TASK REQUIREMENTS. The answer must consist of every line below containing "fence".

Records from a collection.
=-=-=

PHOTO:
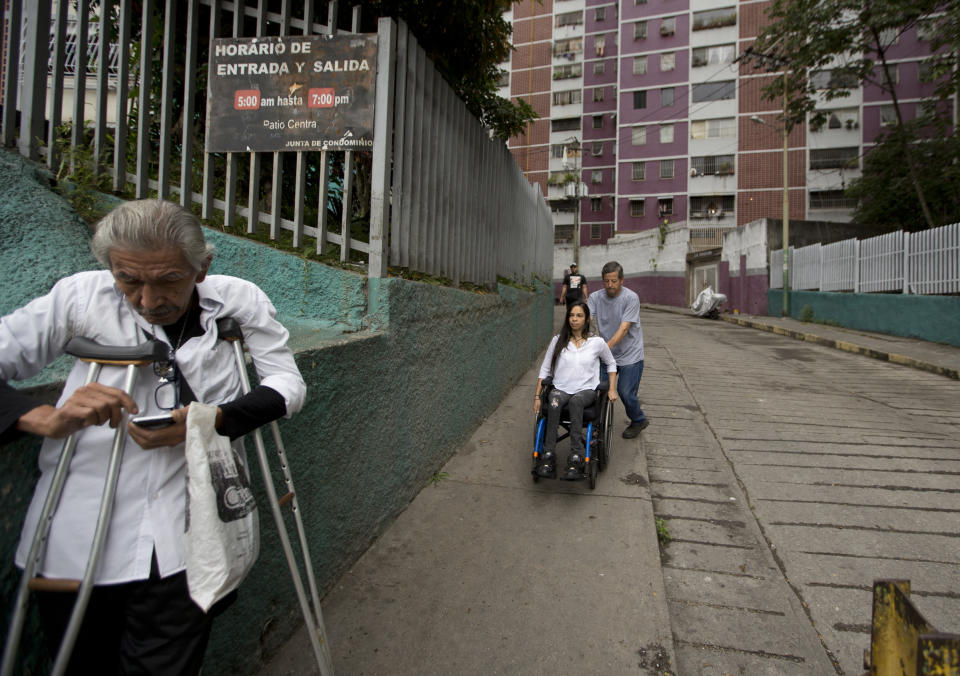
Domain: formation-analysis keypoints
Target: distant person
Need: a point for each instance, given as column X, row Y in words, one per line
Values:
column 617, row 313
column 571, row 361
column 574, row 286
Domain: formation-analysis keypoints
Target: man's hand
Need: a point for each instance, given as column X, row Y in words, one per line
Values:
column 90, row 405
column 171, row 435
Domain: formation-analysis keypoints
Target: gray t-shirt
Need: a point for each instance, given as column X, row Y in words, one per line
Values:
column 607, row 313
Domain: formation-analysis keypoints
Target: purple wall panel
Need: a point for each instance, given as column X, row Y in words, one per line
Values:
column 607, row 131
column 745, row 293
column 608, row 76
column 629, row 10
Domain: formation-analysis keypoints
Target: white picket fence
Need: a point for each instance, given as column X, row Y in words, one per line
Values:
column 925, row 262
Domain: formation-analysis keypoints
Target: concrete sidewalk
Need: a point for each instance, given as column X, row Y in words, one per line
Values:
column 488, row 573
column 913, row 352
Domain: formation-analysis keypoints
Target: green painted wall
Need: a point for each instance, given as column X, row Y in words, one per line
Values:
column 933, row 318
column 387, row 405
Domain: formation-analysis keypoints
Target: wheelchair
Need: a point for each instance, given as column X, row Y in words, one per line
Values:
column 597, row 439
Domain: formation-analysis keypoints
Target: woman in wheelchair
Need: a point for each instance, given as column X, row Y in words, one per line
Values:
column 572, row 360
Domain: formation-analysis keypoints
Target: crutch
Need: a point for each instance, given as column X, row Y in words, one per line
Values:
column 228, row 329
column 98, row 356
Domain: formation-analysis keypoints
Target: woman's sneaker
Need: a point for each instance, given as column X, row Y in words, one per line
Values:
column 574, row 471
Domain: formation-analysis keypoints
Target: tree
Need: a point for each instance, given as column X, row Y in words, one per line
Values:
column 885, row 194
column 467, row 40
column 824, row 48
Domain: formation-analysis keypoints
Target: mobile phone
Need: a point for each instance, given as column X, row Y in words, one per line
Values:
column 153, row 422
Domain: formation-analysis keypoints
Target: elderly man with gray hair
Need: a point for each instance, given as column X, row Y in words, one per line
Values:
column 141, row 619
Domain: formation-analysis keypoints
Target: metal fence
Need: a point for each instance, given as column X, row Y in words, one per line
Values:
column 926, row 262
column 445, row 198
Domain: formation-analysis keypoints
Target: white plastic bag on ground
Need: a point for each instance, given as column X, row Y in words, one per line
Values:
column 223, row 537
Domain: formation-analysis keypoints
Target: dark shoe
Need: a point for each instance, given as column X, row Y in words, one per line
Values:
column 635, row 428
column 574, row 470
column 547, row 467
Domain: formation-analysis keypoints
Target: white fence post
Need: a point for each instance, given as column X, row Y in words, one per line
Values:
column 382, row 145
column 906, row 262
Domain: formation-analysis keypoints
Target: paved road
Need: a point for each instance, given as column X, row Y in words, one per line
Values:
column 791, row 475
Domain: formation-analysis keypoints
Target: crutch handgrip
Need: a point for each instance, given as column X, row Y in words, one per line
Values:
column 51, row 584
column 85, row 349
column 228, row 328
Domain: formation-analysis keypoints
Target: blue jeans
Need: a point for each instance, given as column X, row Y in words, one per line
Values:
column 628, row 383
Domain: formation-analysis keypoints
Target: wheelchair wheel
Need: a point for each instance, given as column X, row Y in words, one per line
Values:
column 538, row 432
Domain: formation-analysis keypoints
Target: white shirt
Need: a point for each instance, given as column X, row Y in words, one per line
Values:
column 151, row 492
column 577, row 368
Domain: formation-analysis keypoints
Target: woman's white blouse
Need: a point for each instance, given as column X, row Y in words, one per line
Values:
column 577, row 368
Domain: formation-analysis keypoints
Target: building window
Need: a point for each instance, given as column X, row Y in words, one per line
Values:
column 564, row 151
column 888, row 116
column 711, row 165
column 565, row 124
column 835, row 158
column 839, row 118
column 831, row 199
column 722, row 127
column 713, row 91
column 712, row 206
column 834, row 79
column 569, row 19
column 715, row 18
column 712, row 56
column 889, row 37
column 567, row 71
column 568, row 48
column 567, row 97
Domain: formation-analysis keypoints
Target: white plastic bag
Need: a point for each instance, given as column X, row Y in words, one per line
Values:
column 223, row 537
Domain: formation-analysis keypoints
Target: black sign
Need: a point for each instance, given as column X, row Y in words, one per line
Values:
column 291, row 93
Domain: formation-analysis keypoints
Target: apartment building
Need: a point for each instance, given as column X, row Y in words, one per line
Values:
column 646, row 103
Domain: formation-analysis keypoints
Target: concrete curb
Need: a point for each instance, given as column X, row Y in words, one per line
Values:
column 846, row 346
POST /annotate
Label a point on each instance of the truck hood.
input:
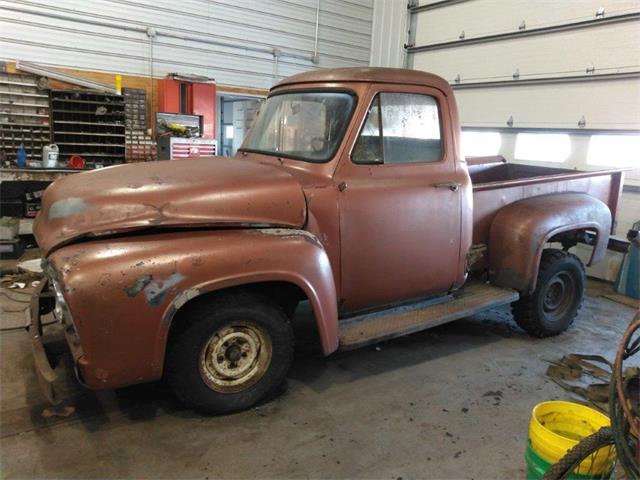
(212, 191)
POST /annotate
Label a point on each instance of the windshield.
(305, 125)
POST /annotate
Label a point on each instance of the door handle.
(453, 186)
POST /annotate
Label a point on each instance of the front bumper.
(47, 377)
(42, 303)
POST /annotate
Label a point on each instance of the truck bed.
(497, 183)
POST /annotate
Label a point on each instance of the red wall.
(201, 100)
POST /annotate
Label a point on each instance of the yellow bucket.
(556, 427)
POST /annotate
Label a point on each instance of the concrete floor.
(451, 402)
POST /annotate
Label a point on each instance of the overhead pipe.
(315, 58)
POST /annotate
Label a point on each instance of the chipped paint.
(138, 286)
(184, 297)
(291, 233)
(67, 207)
(156, 291)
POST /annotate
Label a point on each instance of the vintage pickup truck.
(349, 192)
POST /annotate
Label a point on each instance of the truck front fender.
(520, 230)
(123, 293)
(273, 254)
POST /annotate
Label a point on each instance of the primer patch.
(67, 207)
(156, 291)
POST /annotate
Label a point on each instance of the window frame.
(375, 97)
(339, 144)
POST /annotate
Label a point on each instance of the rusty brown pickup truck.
(350, 192)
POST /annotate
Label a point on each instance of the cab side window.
(400, 128)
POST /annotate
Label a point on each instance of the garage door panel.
(499, 16)
(604, 104)
(556, 53)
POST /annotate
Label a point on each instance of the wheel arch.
(296, 262)
(520, 230)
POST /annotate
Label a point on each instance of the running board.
(374, 327)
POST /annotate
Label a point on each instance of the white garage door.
(570, 68)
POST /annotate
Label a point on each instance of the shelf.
(21, 125)
(21, 114)
(88, 102)
(101, 155)
(34, 105)
(57, 132)
(29, 147)
(22, 94)
(105, 145)
(19, 84)
(101, 124)
(88, 112)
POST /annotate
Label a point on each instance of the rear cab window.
(400, 128)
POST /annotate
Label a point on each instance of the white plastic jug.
(50, 156)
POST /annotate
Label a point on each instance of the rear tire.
(558, 296)
(230, 353)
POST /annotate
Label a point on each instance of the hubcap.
(235, 357)
(559, 296)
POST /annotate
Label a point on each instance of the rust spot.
(138, 286)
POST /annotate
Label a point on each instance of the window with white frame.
(614, 150)
(543, 147)
(480, 144)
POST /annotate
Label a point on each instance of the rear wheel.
(229, 354)
(558, 296)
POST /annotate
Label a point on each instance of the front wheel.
(230, 353)
(558, 296)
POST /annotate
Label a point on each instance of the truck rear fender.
(520, 230)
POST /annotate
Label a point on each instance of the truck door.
(399, 202)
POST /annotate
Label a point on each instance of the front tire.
(228, 354)
(558, 296)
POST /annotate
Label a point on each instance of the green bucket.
(537, 467)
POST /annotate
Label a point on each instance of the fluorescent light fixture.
(228, 132)
(480, 144)
(543, 147)
(614, 151)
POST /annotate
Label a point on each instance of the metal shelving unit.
(24, 115)
(140, 145)
(89, 124)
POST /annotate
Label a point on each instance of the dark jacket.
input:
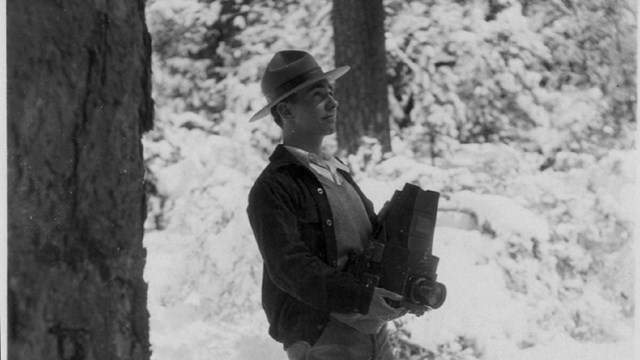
(291, 219)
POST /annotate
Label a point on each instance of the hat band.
(294, 82)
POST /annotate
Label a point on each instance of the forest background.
(520, 113)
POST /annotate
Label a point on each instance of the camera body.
(399, 258)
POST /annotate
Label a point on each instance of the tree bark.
(78, 81)
(360, 43)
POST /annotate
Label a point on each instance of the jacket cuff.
(366, 294)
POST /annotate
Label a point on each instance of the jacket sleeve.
(291, 265)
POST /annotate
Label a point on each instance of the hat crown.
(284, 68)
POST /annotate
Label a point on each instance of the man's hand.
(380, 309)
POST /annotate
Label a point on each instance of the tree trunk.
(78, 80)
(360, 43)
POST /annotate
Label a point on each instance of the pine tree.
(362, 93)
(79, 99)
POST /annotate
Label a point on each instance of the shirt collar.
(308, 158)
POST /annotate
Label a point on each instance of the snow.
(204, 270)
(539, 264)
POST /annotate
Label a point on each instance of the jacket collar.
(281, 157)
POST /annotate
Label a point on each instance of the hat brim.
(330, 75)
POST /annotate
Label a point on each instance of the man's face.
(315, 110)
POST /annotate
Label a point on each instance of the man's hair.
(274, 109)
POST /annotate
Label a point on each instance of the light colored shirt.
(324, 165)
(352, 225)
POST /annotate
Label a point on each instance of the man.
(307, 215)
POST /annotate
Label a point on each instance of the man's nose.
(332, 102)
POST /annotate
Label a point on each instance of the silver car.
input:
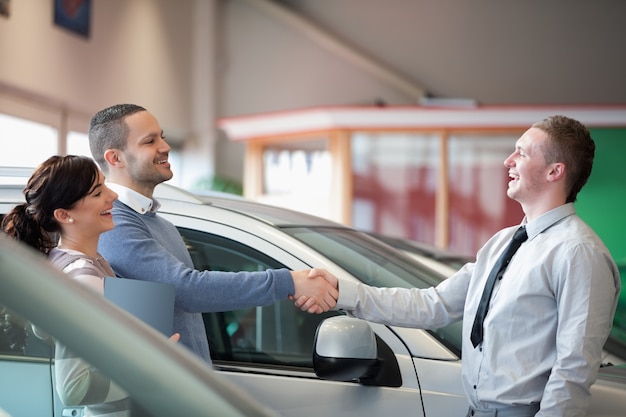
(269, 351)
(163, 379)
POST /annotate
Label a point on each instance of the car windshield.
(377, 265)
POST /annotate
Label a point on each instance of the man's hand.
(323, 301)
(315, 290)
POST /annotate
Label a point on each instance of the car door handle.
(73, 412)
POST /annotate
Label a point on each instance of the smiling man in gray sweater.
(128, 144)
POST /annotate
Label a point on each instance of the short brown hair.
(570, 143)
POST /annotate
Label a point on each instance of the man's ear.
(556, 172)
(113, 157)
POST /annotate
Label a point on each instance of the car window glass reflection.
(276, 335)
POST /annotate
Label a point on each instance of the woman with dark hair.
(67, 207)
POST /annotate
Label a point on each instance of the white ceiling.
(492, 51)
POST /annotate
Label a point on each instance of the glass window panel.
(29, 143)
(78, 144)
(395, 182)
(477, 181)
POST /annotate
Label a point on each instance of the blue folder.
(152, 302)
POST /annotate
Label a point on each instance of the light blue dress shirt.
(549, 316)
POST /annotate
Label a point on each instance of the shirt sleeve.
(427, 308)
(586, 292)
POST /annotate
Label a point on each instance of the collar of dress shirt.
(546, 220)
(136, 201)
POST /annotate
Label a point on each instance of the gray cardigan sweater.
(148, 247)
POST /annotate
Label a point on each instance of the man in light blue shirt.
(552, 309)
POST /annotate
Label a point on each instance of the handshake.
(316, 290)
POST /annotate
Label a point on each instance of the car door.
(268, 350)
(27, 371)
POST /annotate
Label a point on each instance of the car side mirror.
(345, 349)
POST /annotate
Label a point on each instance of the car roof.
(276, 216)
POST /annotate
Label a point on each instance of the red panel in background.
(399, 203)
(475, 216)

=-=-=

ANSWER TO THIS PROBLEM.
Target: white picket fence
Target: metal fence
Target: white fence post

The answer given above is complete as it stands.